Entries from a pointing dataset
------------------------------

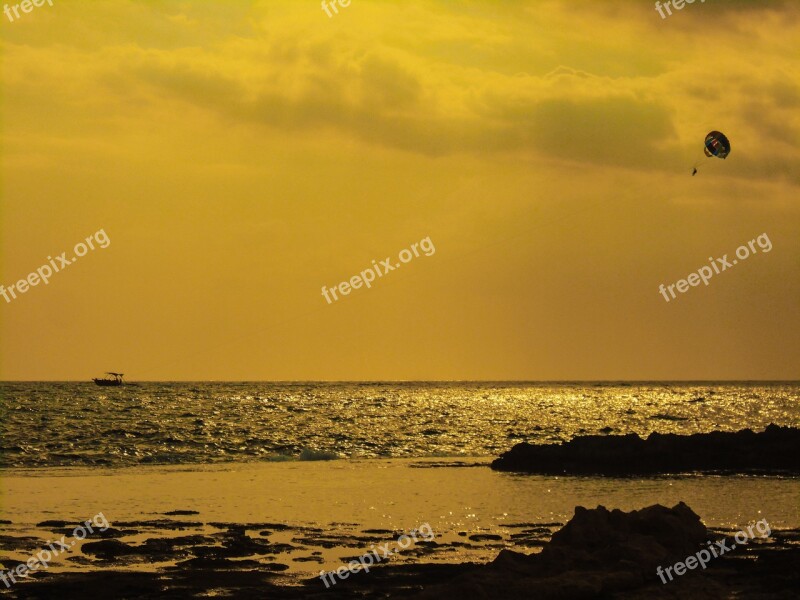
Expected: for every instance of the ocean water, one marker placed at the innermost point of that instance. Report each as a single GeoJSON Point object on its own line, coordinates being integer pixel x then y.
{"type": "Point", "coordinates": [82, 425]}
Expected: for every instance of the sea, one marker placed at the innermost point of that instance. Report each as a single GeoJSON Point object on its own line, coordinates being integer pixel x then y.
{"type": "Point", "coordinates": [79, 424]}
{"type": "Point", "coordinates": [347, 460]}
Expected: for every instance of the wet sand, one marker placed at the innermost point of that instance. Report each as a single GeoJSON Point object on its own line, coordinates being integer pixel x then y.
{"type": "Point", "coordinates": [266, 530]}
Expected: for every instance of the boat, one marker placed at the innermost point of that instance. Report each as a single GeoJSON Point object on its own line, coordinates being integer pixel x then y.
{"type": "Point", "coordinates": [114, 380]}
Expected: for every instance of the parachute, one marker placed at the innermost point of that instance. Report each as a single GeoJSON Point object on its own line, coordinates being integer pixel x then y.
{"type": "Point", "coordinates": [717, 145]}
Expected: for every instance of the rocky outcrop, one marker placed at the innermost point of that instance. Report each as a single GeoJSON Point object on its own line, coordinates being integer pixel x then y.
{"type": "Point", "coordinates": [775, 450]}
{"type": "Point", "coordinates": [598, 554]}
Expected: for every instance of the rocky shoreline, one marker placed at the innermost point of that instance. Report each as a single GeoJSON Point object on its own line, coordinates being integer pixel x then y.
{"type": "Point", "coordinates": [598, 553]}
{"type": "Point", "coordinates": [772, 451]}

------------------------------

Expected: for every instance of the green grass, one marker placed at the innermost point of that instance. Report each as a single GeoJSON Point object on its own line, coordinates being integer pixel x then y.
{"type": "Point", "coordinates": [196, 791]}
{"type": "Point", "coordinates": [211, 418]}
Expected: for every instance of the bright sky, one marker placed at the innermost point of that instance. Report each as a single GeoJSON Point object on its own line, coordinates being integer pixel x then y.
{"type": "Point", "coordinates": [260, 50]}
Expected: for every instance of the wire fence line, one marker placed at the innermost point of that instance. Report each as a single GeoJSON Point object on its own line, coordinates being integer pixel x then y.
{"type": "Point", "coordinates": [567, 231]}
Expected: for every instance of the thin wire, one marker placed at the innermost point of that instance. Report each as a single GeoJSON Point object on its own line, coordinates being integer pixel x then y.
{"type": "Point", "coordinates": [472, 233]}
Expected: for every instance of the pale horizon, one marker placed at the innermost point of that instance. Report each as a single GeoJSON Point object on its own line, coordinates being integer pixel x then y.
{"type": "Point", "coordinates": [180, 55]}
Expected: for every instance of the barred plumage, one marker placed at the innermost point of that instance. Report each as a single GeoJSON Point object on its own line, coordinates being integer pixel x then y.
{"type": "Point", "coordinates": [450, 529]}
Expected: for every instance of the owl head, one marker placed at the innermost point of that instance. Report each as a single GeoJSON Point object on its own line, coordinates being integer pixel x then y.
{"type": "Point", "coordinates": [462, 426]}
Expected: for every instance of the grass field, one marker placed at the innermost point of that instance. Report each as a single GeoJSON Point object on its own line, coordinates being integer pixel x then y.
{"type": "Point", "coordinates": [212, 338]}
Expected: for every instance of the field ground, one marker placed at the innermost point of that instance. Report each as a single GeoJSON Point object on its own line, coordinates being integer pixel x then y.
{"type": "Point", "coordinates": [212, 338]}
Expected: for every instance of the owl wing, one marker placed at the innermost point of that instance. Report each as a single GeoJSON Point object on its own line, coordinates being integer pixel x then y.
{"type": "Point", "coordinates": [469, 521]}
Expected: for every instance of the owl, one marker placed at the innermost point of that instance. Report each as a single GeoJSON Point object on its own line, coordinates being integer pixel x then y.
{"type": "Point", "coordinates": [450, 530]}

------------------------------

**EXERCISE BRIEF**
Pick out each line in the entries above that contains the word "wire", and copy those lines.

**EXERCISE SOLUTION**
Expected: for every instance of the wire fence line, one marker placed at the innermost point of that instance. Report each as a single GeoJSON Point object on its own line, coordinates being integer pixel x then y.
Expected: for every instance of the thin wire, one marker placed at the innermost point of that instance. Report each as a single GeoJSON Point object on its own line, coordinates being integer pixel x then y.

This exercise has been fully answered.